:: Extracted text

It should be mentioned that our in vitro findings revealed that the presence of normal mouse serum significantly amplified PM16-induced nitric oxide production in macrophages, even in the absence of bacteria. This suggests that serum components actively potentiate the phage’s immunostimulatory capacity. We propose that soluble serum factors, such as natural antibodies, or soluble pattern recognition receptors can bind to phage particles, forming complexes that more effectively engage macrophage surface receptors and/or enhance intracellular signaling. This serum-dependent synergy highlights the importance of considering the physiological context of phage–immune interactions, where blood and tissue fluids may critically modulate the immunomodulatory profile of therapeutic phages. This hypothesis was first proposed by Górski at al. [
13], and future studies should be focused on specific serum components that can interact with bacteriophages.

::::
:: Extracted information

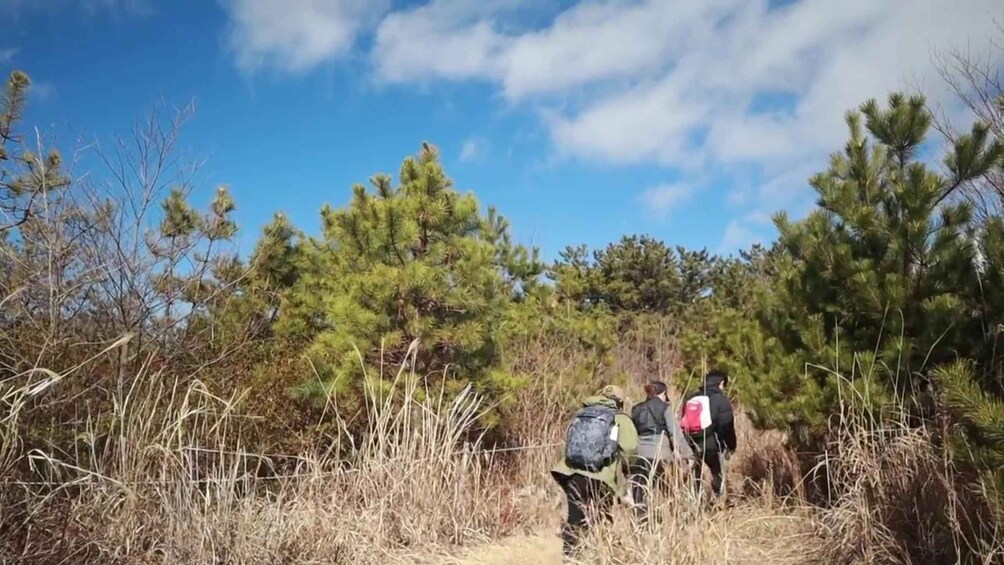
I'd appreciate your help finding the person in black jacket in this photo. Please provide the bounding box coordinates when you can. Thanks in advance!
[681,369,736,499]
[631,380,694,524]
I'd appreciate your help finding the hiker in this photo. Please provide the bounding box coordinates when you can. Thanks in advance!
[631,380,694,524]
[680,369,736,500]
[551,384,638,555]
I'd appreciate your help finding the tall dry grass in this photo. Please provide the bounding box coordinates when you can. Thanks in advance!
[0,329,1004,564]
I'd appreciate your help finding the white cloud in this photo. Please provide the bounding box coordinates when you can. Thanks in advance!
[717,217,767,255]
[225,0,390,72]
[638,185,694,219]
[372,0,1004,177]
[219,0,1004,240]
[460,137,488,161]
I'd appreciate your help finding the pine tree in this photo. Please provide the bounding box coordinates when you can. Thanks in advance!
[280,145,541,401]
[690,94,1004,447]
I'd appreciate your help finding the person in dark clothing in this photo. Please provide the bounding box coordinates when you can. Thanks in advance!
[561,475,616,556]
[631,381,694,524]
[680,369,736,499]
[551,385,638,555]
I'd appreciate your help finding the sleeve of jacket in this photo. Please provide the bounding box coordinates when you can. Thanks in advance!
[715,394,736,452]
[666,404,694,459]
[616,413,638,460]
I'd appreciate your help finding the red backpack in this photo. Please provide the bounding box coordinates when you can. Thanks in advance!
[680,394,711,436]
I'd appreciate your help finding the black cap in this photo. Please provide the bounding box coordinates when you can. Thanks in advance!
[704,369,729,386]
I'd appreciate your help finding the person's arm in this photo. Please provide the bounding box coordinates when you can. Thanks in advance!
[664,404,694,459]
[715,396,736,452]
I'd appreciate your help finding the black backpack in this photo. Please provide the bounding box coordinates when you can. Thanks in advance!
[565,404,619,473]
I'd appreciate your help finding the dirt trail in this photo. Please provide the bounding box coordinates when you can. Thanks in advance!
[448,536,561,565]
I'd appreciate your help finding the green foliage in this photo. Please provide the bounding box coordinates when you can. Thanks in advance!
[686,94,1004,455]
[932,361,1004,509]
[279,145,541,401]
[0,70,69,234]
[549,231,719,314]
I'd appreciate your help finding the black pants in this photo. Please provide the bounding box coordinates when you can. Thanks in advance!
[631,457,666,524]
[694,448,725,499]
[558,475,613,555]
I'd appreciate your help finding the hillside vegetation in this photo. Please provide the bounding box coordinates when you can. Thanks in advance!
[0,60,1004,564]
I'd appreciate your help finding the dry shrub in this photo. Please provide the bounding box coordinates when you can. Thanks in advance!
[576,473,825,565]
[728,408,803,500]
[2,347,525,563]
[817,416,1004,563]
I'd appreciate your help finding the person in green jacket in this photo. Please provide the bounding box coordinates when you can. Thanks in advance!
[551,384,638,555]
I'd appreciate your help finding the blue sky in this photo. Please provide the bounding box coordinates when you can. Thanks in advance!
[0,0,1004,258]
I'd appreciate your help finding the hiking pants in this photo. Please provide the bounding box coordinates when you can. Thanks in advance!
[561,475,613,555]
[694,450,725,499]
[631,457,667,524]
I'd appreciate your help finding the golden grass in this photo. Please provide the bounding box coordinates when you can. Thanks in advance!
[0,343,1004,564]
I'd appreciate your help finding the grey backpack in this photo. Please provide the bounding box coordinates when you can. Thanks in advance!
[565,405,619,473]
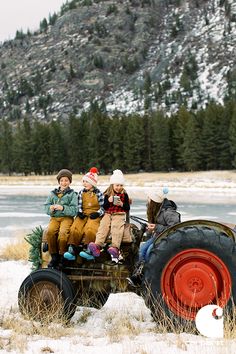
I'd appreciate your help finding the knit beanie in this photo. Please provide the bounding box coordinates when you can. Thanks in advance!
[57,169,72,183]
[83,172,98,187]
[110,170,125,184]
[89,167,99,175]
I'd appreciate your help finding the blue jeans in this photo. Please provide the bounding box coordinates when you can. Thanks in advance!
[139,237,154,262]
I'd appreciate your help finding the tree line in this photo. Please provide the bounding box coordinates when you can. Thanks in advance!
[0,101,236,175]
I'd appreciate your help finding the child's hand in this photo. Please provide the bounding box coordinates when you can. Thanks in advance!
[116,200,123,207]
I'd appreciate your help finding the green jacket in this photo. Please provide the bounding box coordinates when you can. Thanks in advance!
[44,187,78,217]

::::
:: Extracted information

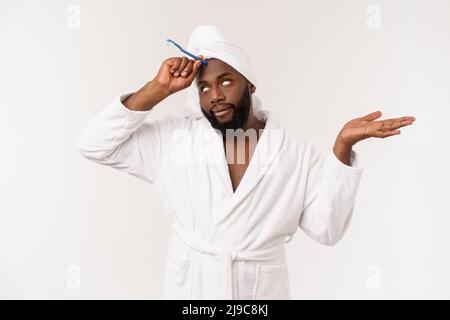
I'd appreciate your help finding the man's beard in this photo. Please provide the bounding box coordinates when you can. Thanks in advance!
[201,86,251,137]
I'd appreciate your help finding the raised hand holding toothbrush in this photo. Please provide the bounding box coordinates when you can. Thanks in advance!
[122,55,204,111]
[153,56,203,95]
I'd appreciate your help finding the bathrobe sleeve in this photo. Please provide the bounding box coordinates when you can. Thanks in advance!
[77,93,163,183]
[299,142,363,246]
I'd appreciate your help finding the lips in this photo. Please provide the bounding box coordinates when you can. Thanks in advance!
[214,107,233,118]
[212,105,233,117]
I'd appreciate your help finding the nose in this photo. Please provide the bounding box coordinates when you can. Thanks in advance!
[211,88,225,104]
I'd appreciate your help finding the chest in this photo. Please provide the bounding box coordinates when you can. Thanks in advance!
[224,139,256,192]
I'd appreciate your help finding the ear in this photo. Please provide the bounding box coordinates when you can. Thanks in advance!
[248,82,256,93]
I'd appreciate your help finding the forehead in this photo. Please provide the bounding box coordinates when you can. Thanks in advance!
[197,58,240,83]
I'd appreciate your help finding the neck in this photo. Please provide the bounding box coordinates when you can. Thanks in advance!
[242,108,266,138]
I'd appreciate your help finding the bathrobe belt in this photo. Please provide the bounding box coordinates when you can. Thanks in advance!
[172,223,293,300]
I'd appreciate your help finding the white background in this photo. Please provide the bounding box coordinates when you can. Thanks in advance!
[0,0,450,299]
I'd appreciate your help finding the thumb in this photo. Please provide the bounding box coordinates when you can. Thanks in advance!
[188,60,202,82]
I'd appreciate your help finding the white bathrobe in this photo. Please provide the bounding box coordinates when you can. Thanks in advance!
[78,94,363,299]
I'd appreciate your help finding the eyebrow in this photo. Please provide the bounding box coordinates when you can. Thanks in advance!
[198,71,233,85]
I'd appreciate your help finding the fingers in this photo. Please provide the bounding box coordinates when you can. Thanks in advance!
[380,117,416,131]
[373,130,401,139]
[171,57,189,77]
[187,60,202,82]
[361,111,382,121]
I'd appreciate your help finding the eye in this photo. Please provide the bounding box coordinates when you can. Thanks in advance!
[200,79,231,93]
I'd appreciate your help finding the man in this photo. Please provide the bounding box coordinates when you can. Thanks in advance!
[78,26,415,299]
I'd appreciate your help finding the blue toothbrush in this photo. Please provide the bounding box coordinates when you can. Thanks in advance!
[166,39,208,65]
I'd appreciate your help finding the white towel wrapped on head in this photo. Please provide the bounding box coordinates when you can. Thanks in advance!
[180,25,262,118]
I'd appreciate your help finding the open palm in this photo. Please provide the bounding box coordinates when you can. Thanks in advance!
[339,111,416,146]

::::

**What the exercise asks:** In the passage on phage–immune interactions, what effect did normal mouse serum have on PM16-induced nitric oxide production in macrophages?

**Your solution:** It significantly amplified it, even in the absence of bacteria.